I, like a few others have been down that road. Many years ago I was bought a blade grinder and a Philips espresso machine. Used it a couple of times, put it in the cupboard and eventually sent it to the charity shop.

Next step, some years later was espresso on a budget and that setup lasted only months.

I fear that this machine will suffer the same fate and is as likely to disappoint as it is to excite

The advise to spend the £50 on a hand grinder and brewed will, I suspect, provide greater satisfaction


----------



## jimbojohn55

I'm getting flashbacks to my bad coffee years where I also went through 4 or 5 krups machines and a blade grinder but then upgraded to a 20mm krups burr grinder ..............hang on I wasted hundreds on these instead of going for quality.

What pisses me off is that every supermarket carries numerous pretend espresso machine all promising fantastic coffee when in fact they are selling short life aspirational bling designed to separate the masses from their cash without any commitment to provide a machine that can deliver a quality experience.


----------



## Onticoms

In case the 'lol' and the exclamation mark weren't enough, I definitely laughed along with some of those comments, and I'm sure we're all a snob about at least one element of our lives!

I've kindly been given a delonghi machine and grinder which means I'm learning the basics so that hopefully once we've refurbished the house I'll know what I want to replace it.

Just posted the aldi machine out of interest. I know I've got loads to learn and this threads part of that process.


----------



## Batian

Onticoms,

Aside from plea for the defence and mitigating circumstances.....

In addition to the other fine suggestions about best value and longevity, please consider a stove-top aka a Mokka. If you abide by the instructions, and use a decent coffee, they produce a very acceptable espresso type brew.

Arguably, the original manufacturer still stands out against the competition.

After all, millions of Italians can't be wrong?


----------



## 4085

[quote=Batian;547538

After all, millions of Italians can't be wrong?

Yes they can! This is aimed at Nespresso users and the like who think it is an upgrade, then after a few shots of shite as they are using pre found supermarket coffee, go back to their Nespresso and produce a better shot


----------



## igm45

dfk41 said:


> Yes they can! This is aimed at Nespresso users and the like who think it is an upgrade, then after a few shots of shite as they are using pre found supermarket coffee, go back to their Nespresso and produce a better shot


 @dfk41 are you talking about the Aldi coffer machine the OP refers to or a mokka that @Batian is?


----------



## 4085

igm45 said:


> @dfk41 are you talking about the Aldi coffer machine the OP refers to or a mokka that @Batian is?


Talking about the Aldi machine......we all know, through experience that you cannot really make a decent shot on one of these, without a grinder and a fair bit of knowledge. It is an obvious upgrade from a Nespresso rather than to a Nespresso and will end in tears, unless you are quite happy to accept and enjoy the level of drink this will produce


----------



## Batian

dfk41 said:


> Talking about the Aldi machine......we all know, through experience that you cannot really make a decent shot on one of these, without a grinder and a fair bit of knowledge. It is an obvious upgrade from a Nespresso rather than to a Nespresso and will end in tears, unless you are quite happy to accept and enjoy the level of drink this will produce


If I may point out, I suggested that the OP may wish to consider a stove-top (mokka) pot. This was because a mokka pot does (easily) produce a reasonable cup of coffee (and millions of Italians are not wrong !) and it was within the budget levels being suggested as a better alternative than the Aldi machine.

- Input:
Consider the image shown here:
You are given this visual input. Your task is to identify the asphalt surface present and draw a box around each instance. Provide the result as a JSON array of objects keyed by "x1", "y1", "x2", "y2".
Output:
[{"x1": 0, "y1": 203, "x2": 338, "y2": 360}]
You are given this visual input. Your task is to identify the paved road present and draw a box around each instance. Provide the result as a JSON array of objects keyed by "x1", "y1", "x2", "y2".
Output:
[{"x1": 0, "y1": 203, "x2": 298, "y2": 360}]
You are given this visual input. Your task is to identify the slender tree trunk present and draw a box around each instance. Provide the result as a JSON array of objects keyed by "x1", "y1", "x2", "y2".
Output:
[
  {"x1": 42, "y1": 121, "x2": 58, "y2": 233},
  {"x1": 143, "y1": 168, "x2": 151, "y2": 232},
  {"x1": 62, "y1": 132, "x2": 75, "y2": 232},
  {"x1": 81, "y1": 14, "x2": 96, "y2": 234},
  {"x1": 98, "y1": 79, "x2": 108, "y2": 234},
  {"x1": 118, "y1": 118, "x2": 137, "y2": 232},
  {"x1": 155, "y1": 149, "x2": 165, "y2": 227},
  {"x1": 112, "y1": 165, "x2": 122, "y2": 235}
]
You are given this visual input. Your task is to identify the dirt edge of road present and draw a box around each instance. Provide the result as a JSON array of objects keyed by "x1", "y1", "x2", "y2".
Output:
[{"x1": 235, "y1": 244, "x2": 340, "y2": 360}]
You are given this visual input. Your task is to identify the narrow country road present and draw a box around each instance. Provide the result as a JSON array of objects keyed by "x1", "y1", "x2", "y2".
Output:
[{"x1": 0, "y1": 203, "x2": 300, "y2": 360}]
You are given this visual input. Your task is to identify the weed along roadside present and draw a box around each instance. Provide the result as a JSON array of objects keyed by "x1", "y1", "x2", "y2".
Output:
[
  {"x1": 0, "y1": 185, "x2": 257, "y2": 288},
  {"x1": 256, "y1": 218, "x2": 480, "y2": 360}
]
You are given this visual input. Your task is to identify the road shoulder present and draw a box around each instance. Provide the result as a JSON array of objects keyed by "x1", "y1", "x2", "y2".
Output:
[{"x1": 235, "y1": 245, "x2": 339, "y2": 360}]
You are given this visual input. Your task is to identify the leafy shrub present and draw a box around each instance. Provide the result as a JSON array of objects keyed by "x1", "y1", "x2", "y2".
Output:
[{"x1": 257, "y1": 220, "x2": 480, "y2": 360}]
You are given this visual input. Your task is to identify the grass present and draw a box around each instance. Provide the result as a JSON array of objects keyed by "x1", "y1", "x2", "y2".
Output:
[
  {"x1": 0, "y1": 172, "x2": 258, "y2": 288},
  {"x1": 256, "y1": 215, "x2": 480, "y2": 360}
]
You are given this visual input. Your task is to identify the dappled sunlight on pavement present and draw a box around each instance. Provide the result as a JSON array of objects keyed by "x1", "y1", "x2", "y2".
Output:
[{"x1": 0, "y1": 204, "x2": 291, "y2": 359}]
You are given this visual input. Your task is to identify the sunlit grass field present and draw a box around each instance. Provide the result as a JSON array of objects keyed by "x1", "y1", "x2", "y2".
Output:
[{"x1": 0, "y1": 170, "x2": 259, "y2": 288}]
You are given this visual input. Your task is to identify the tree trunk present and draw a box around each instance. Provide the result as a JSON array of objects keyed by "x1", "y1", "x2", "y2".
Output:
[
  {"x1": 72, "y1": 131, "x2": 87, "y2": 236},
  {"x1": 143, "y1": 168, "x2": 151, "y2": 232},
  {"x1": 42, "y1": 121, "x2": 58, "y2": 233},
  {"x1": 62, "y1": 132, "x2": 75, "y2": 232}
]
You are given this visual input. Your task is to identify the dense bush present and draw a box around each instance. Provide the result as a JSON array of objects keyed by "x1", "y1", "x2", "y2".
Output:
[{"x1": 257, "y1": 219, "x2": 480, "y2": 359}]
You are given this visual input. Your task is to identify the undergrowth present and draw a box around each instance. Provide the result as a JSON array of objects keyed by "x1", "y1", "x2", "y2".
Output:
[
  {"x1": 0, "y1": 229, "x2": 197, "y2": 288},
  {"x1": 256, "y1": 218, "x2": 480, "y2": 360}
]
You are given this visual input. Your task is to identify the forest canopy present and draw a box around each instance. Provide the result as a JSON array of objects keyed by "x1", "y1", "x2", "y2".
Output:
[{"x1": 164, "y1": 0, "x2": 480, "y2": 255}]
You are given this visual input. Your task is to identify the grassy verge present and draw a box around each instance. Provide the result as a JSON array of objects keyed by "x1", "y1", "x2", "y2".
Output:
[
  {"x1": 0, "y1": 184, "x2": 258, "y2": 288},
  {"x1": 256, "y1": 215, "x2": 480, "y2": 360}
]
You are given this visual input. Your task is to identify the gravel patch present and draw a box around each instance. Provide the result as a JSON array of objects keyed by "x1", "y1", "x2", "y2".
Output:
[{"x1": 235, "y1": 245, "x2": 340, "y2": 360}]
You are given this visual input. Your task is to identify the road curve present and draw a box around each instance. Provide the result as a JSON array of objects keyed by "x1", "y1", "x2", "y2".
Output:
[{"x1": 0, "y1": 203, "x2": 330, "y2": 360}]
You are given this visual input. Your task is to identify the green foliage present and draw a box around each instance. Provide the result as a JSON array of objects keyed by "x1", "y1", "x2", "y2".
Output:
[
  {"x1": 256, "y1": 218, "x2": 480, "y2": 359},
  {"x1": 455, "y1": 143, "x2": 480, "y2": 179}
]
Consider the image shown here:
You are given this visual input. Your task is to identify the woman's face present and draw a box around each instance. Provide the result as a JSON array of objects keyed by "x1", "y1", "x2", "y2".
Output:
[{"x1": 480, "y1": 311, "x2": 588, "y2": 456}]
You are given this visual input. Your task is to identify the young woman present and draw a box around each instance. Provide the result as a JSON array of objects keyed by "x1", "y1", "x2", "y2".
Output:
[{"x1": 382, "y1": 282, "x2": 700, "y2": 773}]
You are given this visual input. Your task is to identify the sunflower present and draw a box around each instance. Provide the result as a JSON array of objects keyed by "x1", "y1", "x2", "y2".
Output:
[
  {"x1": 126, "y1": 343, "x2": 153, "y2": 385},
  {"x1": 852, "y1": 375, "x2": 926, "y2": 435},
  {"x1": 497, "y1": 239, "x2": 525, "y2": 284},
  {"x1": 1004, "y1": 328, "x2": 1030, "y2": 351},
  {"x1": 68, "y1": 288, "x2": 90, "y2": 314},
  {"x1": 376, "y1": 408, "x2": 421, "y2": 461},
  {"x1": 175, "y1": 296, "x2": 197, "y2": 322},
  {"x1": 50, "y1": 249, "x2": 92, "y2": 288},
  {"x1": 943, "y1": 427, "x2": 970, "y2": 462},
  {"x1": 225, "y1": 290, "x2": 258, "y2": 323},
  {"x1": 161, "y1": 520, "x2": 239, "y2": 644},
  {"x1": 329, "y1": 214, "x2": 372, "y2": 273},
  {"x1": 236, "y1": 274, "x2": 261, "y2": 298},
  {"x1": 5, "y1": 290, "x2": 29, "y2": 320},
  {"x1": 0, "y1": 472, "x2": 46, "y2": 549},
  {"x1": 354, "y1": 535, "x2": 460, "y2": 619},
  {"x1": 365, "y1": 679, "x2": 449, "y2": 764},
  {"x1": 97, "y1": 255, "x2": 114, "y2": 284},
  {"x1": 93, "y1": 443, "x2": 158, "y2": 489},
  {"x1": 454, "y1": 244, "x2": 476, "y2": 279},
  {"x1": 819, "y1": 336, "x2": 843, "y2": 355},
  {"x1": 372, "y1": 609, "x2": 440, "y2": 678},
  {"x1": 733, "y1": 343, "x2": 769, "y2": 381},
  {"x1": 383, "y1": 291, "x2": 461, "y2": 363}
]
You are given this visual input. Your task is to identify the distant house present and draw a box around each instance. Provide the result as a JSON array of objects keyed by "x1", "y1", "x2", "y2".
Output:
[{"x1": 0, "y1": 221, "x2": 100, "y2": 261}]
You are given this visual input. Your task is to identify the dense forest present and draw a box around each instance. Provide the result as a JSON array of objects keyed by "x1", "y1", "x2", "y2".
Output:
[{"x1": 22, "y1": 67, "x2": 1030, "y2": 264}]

- The tasks:
1) Collect every line of the listing that contains the string "woman", treating uppercase and lowercase letters as distinct.
2) Proceed with the forum thread about budget espresso machines, writing on from the point at which it stops.

- Expected answers:
1)
You are given this visual input. Your task is to identify the woman's face present and draw a box around each instance. Provide the result as a JSON array of objects keyed by "x1", "y1", "x2", "y2".
You are given this visual input. Your task is to identify the young woman present and draw a box around each instance. Provide the result as a JSON array of objects keyed by "x1", "y1", "x2", "y2".

2)
----------



## ChilledMatt

Onticoms said:


> Lol. Come for the advice, stay for the snobbery!


It'll be a step up from a jar of instant.


----------



## jimbojohn55

if you go to Warwick they have a fantastic green recycling facility for supermarket espresso machines - here is a group of ex customers


----------



## MildredM

Buy one and experience upgradeitus in one fell swoop


----------



## Badgerman

Newbie here. I was going to "upgrade " to this from a nespresso. Guess I will cancel my order. Thanks for advice!


----------



## hotmetal

Unfortunately espresso is a very fernickety process that is very dependent on temperature and flow rate. Realistically the cheapest you can do home espresso for is about £150 for a refurbished Gaggia Classic and approximately the same on a grinder (be it a small used Mazzer, dreaded MC2, or Feldgrind/Aergrind, among others). It's not snobbery or paying 'Apple tax' for a brand, it's just that anything less doesn't cut the mustard. Sure you will get 'coffee' out of a budget consumer machine but it's likely to disappoint anyone who cares about it enough to register for an account on here. Mokka pot is the closest budget option for something of espresso concentration. Aeropress is nothing like espresso but really lets you appreciate good beans with minimal skills and equipment.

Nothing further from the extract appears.